-- Passage to read follows --

Chronic inflammation causes olfactory stem cells to become quiescent and secrete immunomodulatory cytokines.

Olfactory sensory neurons (OSNs) are naturally short-lived but also highly susceptible to damage because they are directly exposed to environmental insults. OSNs are replaced throughout adult life by stem cells in the olfactory epithelium, with different stem cell populations contributing to homeostatic and damage-induced replenishment. Chronic inflammation and aging impair this regenerative capacity. Chen et al. investigated the mechanisms underlying OSN loss in a mouse genetic model of inducible olfactory inflammation that recapitulated the progression of inflammation and OSN loss observed in patients with chronic rhinosinusitis. Inflammation initially stimulated horizontal basal stem cells (HBCs) to proliferate and give rise to new OSNs, but chronic inflammation inhibited OSN generation. Upon removal of the inflammation inducer, HBCs resumed differentiating into OSNs, indicating that they had not lost their regenerative capacity. Prolonged activation of inflammatory nuclear factor κB (NF-κB) signaling in HBCs in vivo stimulated the expression of genes encoding transcription factors that inhibit OSN differentiation and promoted the expression of genes associated with stemness. Prolonged NF-κB signaling also caused HBCs to produce cytokines that recruited and stimulated the proliferation of T cells and macrophages. Similar increases in immune cell infiltration and decreases in HBC proliferation and OSN differentiation were also observed in olfactory tissues from chronic rhinosinusitis patients. Thus, chronic inflammation stimulates HBCs to produce cytokines that recruit immune cells at the expense of neurogenesis. Because immune cell infiltration has also been implicated in the loss of neurogenic capacity in the adult brain (see commentary by Rustenhoven and Kipnis), these findings may also be relevant to inflammatory processes that contribute to impaired neurogenesis in the brain during aging and in disease.

-- Passage to read concluded --
-- Provided data follows --

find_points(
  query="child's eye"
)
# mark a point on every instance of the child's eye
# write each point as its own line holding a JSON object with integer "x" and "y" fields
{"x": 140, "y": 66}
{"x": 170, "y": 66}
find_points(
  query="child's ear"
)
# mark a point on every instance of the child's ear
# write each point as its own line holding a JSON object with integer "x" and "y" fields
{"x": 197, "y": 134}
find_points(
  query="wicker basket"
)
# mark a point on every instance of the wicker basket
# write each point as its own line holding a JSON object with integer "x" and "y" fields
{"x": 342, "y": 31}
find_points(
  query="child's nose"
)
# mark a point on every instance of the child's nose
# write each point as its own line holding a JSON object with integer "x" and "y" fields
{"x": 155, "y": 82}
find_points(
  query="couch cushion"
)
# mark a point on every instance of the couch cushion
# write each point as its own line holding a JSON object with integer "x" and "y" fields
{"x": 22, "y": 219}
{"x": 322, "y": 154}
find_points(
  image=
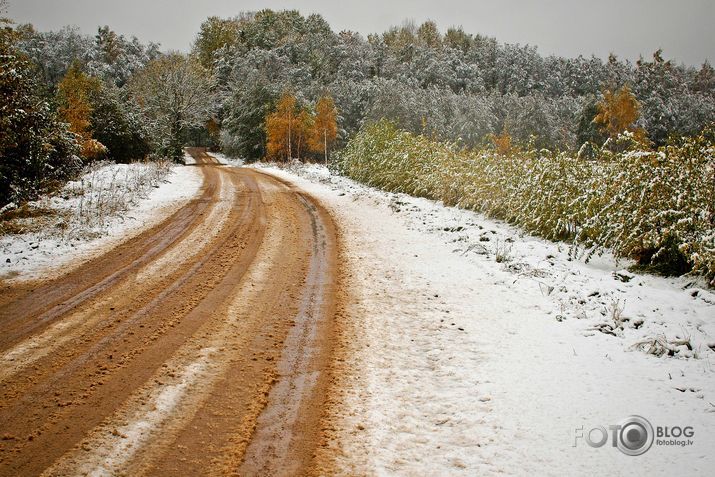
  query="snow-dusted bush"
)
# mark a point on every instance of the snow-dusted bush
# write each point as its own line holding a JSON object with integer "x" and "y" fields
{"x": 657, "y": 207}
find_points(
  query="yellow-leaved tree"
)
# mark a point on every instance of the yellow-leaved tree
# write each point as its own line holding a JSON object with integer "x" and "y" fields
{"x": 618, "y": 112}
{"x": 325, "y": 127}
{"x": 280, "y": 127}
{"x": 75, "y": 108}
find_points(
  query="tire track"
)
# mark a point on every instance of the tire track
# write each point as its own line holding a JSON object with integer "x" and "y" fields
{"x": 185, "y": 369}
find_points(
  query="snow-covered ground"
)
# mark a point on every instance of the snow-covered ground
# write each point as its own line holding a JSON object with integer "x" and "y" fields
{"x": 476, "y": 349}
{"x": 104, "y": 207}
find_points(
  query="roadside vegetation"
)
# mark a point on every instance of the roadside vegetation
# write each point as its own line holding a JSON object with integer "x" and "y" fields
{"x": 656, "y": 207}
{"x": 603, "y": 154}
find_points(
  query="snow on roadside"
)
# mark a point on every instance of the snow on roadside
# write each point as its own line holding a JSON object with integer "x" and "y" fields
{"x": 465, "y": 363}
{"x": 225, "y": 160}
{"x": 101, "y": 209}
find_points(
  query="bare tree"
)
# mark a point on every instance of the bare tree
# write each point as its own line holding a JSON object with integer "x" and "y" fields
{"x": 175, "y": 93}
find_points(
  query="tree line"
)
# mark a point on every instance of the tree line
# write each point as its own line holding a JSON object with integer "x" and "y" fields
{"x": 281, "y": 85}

-- Provided data concluded --
-- Provided data follows --

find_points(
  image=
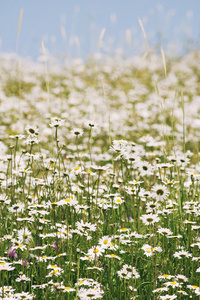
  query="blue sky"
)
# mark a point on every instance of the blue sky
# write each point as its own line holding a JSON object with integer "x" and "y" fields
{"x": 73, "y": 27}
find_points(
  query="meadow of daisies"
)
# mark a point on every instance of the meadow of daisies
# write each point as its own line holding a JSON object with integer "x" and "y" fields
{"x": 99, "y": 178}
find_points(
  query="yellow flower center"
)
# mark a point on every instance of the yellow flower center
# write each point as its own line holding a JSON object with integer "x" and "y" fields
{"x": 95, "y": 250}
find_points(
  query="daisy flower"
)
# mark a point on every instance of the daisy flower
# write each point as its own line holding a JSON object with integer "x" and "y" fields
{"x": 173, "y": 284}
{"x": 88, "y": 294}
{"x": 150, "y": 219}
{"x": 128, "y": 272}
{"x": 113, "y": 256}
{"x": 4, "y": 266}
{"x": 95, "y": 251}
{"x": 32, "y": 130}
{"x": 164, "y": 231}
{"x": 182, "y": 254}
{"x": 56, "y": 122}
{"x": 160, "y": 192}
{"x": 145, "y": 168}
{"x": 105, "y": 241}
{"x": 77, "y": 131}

-- Provided data concluded --

Task instructions –
A. Check each statement against the passage on olfactory stem cells and answer yes or no, quoting the exact words of the passage that decide it. (i) After the inflammation inducer was removed, HBCs lost their ability to become OSNs. (ii) Prolonged NF-κB signaling led HBCs to produce cytokines that recruited T cells and macrophages. (iii) At first, inflammation stimulated HBCs to proliferate.
B. According to the passage on olfactory stem cells, what kind of model did Chen et al. use to study OSN loss?
The rows are separate material and have no connection to the passage on olfactory stem cells.

Expected results –
A.
(i) No: "Upon removal of the inflammation inducer, HBCs resumed differentiating into OSNs, indicating that they had not lost their regenerative capacity."
(ii) Yes: "Prolonged NF-κB signaling also caused HBCs to produce cytokines that recruited and stimulated the proliferation of T cells and macrophages."
(iii) Yes: "Inflammation initially stimulated horizontal basal stem cells (HBCs) to proliferate and give rise to new OSNs"

B. They used a mouse genetic model of inducible olfactory inflammation.